#### [Exercise data]
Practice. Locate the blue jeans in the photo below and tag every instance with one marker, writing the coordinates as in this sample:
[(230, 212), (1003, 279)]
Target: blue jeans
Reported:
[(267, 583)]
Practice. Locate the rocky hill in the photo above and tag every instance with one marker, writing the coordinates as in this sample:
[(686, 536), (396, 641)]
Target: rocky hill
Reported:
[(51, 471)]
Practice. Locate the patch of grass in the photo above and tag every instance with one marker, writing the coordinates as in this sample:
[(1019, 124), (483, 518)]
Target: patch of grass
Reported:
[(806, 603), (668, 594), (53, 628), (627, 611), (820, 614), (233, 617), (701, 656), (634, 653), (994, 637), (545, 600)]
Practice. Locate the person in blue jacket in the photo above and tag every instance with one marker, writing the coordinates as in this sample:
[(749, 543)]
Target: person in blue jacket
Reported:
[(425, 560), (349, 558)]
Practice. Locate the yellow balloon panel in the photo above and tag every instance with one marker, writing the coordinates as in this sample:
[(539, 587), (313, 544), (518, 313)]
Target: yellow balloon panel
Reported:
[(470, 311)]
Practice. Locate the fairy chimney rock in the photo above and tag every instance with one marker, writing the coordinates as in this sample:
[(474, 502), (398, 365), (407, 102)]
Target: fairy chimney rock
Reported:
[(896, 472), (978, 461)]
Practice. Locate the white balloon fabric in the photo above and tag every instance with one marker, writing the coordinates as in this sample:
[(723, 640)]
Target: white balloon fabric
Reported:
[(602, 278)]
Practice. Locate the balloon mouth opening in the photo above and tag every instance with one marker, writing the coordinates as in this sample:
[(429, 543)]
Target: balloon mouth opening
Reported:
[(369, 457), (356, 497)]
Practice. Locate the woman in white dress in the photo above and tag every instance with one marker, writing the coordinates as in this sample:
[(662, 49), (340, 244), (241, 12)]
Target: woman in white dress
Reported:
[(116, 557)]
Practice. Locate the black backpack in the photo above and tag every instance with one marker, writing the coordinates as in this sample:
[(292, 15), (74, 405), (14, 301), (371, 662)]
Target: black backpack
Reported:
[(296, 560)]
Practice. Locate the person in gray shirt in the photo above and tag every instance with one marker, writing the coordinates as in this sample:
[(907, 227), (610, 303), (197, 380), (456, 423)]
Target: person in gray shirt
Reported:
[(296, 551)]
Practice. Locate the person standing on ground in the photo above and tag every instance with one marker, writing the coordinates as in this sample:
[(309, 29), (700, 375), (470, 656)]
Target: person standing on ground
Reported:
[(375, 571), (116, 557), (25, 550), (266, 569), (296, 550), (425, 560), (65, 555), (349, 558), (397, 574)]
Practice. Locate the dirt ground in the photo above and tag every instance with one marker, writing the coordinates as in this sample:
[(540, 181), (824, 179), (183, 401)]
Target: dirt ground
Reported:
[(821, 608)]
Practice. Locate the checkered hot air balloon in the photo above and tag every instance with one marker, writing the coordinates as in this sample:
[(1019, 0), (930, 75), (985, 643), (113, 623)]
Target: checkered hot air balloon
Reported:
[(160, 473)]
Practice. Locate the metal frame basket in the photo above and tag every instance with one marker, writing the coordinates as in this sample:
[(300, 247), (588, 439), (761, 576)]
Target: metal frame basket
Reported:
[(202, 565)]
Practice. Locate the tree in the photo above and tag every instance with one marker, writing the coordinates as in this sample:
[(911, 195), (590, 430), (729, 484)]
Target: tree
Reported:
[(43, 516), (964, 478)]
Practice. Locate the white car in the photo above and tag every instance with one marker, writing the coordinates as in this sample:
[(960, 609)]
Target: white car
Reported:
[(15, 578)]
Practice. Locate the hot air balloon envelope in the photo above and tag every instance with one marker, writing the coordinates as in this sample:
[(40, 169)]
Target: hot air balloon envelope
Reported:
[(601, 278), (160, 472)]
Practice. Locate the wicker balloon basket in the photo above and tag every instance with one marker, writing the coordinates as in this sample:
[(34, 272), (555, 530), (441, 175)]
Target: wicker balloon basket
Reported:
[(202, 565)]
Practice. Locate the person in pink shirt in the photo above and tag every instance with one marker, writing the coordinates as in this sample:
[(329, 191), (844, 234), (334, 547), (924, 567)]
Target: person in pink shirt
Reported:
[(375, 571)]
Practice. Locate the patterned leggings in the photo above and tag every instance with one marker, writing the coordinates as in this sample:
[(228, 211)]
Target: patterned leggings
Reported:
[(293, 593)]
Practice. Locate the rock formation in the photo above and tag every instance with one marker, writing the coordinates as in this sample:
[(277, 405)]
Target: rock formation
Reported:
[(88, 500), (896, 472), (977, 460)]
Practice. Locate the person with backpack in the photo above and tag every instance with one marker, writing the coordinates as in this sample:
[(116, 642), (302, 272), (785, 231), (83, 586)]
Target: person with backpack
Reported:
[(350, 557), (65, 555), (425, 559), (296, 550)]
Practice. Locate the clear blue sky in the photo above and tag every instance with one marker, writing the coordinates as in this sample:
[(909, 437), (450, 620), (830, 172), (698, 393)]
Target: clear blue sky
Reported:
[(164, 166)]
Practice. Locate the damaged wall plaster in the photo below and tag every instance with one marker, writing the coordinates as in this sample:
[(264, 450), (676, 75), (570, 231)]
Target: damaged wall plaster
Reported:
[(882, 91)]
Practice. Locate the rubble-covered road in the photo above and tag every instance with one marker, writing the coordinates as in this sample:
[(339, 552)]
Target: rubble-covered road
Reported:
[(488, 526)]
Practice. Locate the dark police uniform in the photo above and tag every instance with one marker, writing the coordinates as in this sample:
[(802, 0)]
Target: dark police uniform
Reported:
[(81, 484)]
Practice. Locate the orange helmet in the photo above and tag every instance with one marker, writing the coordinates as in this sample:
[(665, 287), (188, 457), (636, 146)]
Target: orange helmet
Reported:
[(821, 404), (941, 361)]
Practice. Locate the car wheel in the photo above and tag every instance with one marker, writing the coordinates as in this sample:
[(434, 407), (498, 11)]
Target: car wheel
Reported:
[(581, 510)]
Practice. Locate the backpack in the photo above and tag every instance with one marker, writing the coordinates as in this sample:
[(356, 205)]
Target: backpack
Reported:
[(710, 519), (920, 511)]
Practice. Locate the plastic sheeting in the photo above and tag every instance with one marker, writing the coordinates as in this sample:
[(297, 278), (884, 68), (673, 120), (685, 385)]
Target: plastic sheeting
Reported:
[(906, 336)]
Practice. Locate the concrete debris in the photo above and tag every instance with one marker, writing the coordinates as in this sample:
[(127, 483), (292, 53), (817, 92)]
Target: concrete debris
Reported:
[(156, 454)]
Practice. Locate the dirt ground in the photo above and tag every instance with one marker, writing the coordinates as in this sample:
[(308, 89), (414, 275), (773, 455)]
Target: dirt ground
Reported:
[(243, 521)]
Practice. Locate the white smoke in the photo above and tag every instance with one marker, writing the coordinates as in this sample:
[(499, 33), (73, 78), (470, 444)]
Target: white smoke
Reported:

#### [To do]
Copy all of the material above word for word, keeping every line in its original order.

#### [Task answer]
Practice. Locate the blue jeans in the photo below and tag every instance with one marker, writing the coordinates as in this sample:
[(230, 212), (1003, 279)]
Target: blue jeans
Reported:
[(267, 583)]
Practice. Locate the rocky hill in the photo above and tag every instance with one marker, writing the coordinates as in this sample:
[(686, 536), (396, 641)]
Target: rocky hill
Reported:
[(51, 471)]
Practice. Locate the patch of grass in the photo above and tag every instance with one marker, writing the coordinates as in this sample:
[(1019, 124), (483, 518)]
Target: patch of grass
Reported:
[(806, 603), (668, 594), (53, 628), (627, 611), (820, 614), (233, 617), (701, 656), (634, 653), (994, 637), (545, 600)]
Practice. Locate the person in blue jacket in the photo above and tag every instance with one marker, writing the coordinates as in this sample:
[(749, 543)]
Target: person in blue jacket
Reported:
[(425, 560), (349, 558)]
Practice. Locate the yellow balloon panel in the photo above and tag every instance with one marker, writing the coordinates as in this sample:
[(539, 587), (313, 544), (518, 313)]
Target: yellow balloon panel
Reported:
[(470, 311)]
Practice. Locate the fairy chimney rock in the photo above and tag every instance with one marker, writing the coordinates as in this sample:
[(474, 502), (398, 365), (407, 102)]
Target: fairy chimney rock
Reported:
[(896, 472), (978, 461)]
Practice. Locate the white balloon fabric in the photo above and tag every instance with one marker, writing the coordinates as in this sample:
[(723, 640)]
Target: white balloon fabric
Reported:
[(602, 278)]
Practice. Locate the balloon mouth opening in the photo above and tag every instance with one marker, writing the coordinates as in this sample:
[(429, 543)]
Target: balloon mouth opening
Reported:
[(369, 457), (356, 497)]
Practice. Locate the woman in white dress in the photo above and tag every instance with one marker, writing the coordinates as in this sample:
[(662, 49), (340, 244), (241, 12)]
Target: woman in white dress
Reported:
[(116, 557)]
Practice. Locate the black backpack in the photo above and tag every instance with one marker, writing the coordinates as in this sample:
[(292, 15), (74, 405), (14, 301), (371, 662)]
Target: black backpack
Reported:
[(296, 560)]
Practice. Locate the person in gray shirt in the photo above and tag every instance with one marker, writing the coordinates as in this sample:
[(907, 227), (610, 303), (197, 380), (456, 423)]
Target: person in gray shirt
Reported:
[(296, 551)]
Practice. Locate the person standing on ground in the photo above and tag every instance with one marker, writing the coordinates as in this sample:
[(309, 29), (700, 375), (470, 656)]
Target: person standing on ground
Reported:
[(375, 571), (116, 557), (25, 550), (266, 569), (296, 550), (425, 560), (65, 555), (349, 558), (397, 574)]
Practice. Locate the dirt ground in the photo above and tag every instance with one marker, writing the coordinates as in this sample:
[(540, 181), (824, 179), (183, 401)]
Target: dirt ground
Reported:
[(821, 608)]
Practice. Locate the checkered hot air balloon in the photo above and tag every instance with one marker, writing the coordinates as in this sample:
[(1019, 0), (930, 75), (985, 643), (113, 623)]
Target: checkered hot air balloon
Reported:
[(160, 473)]
Practice. Locate the metal frame basket in the photo above and tag every instance with one marker, writing the coordinates as in this sample:
[(300, 247), (588, 439), (761, 576)]
Target: metal frame basket
Reported:
[(202, 565)]
Practice. Locate the tree in the photo above and tag every instance with one marker, writing the coordinates as in this sample:
[(911, 195), (590, 430), (729, 484)]
Target: tree
Reported:
[(43, 516), (964, 478)]
Practice. Locate the white car in the photo above and tag every instance with one marker, writing the coordinates as in this sample:
[(960, 609)]
Target: white car
Reported:
[(15, 578)]
Practice. Locate the hot air balloon envelope in the photo above and tag every instance with one marker, writing the coordinates as in this sample:
[(40, 169)]
Target: hot air balloon envelope
Reported:
[(601, 278), (160, 472)]
Practice. Locate the wicker balloon basket in the photo above and tag every instance with one marker, writing the coordinates as in this sample:
[(34, 272), (555, 530), (441, 175)]
Target: wicker balloon basket
Reported:
[(202, 565)]
Practice. Locate the person in pink shirt in the photo above and tag every instance with one marker, writing the coordinates as in this sample:
[(329, 191), (844, 234), (334, 547), (924, 567)]
Target: person in pink shirt
Reported:
[(375, 571)]
Practice. Locate the patterned leggings in the photo above and tag every instance with one marker, writing the coordinates as in this sample:
[(228, 211)]
Target: patterned leggings
Reported:
[(293, 593)]
Practice. Locate the rock formation in the photo above and tag every instance with one marker, writing the coordinates as in this sample:
[(277, 405)]
Target: rock formation
Reported:
[(88, 500), (896, 472), (977, 460)]
Practice. Locate the person with backpack in the photo above and tag every instance with one marker, writing the coordinates as in this sample:
[(116, 642), (302, 272), (785, 231), (83, 586)]
Target: person with backpack
Reported:
[(350, 557), (65, 555), (425, 559), (296, 550)]
Practice. Locate the clear blue sky in the photo above and tag every instance with one marker, writing the coordinates as in this sample:
[(909, 437), (450, 620), (830, 172), (698, 393)]
Target: clear blue sky
Reported:
[(164, 166)]
Practice. Locate the damaged wall plaster in the photo below and tag every instance with one marker, writing the coordinates as in this sample:
[(264, 450), (676, 75), (570, 231)]
Target: damaged wall plaster
Reported:
[(882, 91)]
Practice. Locate the rubble-covered road in the photo above and tag every instance with one marker, writing the coordinates as in this sample:
[(339, 552)]
Target: rubble-covered road
Reported:
[(488, 526)]
Practice. Locate the dark police uniform in the photo above and tag every instance with one marker, writing the coordinates as in this sample:
[(802, 0)]
Target: dark police uniform
Reported:
[(81, 484)]
Practice. Locate the orange helmet in the photo above and tag every instance with one marker, writing the coordinates as in this sample:
[(665, 287), (188, 457), (636, 146)]
Target: orange helmet
Reported:
[(821, 404), (941, 361)]
Practice. Locate the car wheel in the photo above and tag every instance with one marker, writing the coordinates as in this sample:
[(434, 407), (498, 11)]
Target: car wheel
Reported:
[(581, 510)]
Practice. Locate the backpack in the photo above and tag every instance with one marker, writing the coordinates as in this sample:
[(356, 205)]
Target: backpack
Reported:
[(710, 519), (920, 511)]
Practice. Locate the plastic sheeting in the photo above and tag every instance with one marker, writing the coordinates as in this sample:
[(297, 278), (884, 68), (673, 120), (685, 385)]
Target: plastic sheeting
Reported:
[(906, 336)]
Practice. Locate the concrete debris in the photo above and tag every instance with one marker, writing the coordinates as in this sample:
[(127, 483), (292, 53), (817, 92)]
Target: concrete debris
Reported:
[(156, 454)]
Practice. Locate the dirt ground in the photo above and tag every instance with one marker, writing the coordinates as in this sample:
[(308, 89), (414, 275), (773, 455)]
Target: dirt ground
Reported:
[(243, 521)]
Practice. Locate the white smoke in the photo above and tag every instance with one marker, writing the coordinates as in this sample:
[(499, 33), (73, 78), (470, 444)]
Target: white smoke
Reported:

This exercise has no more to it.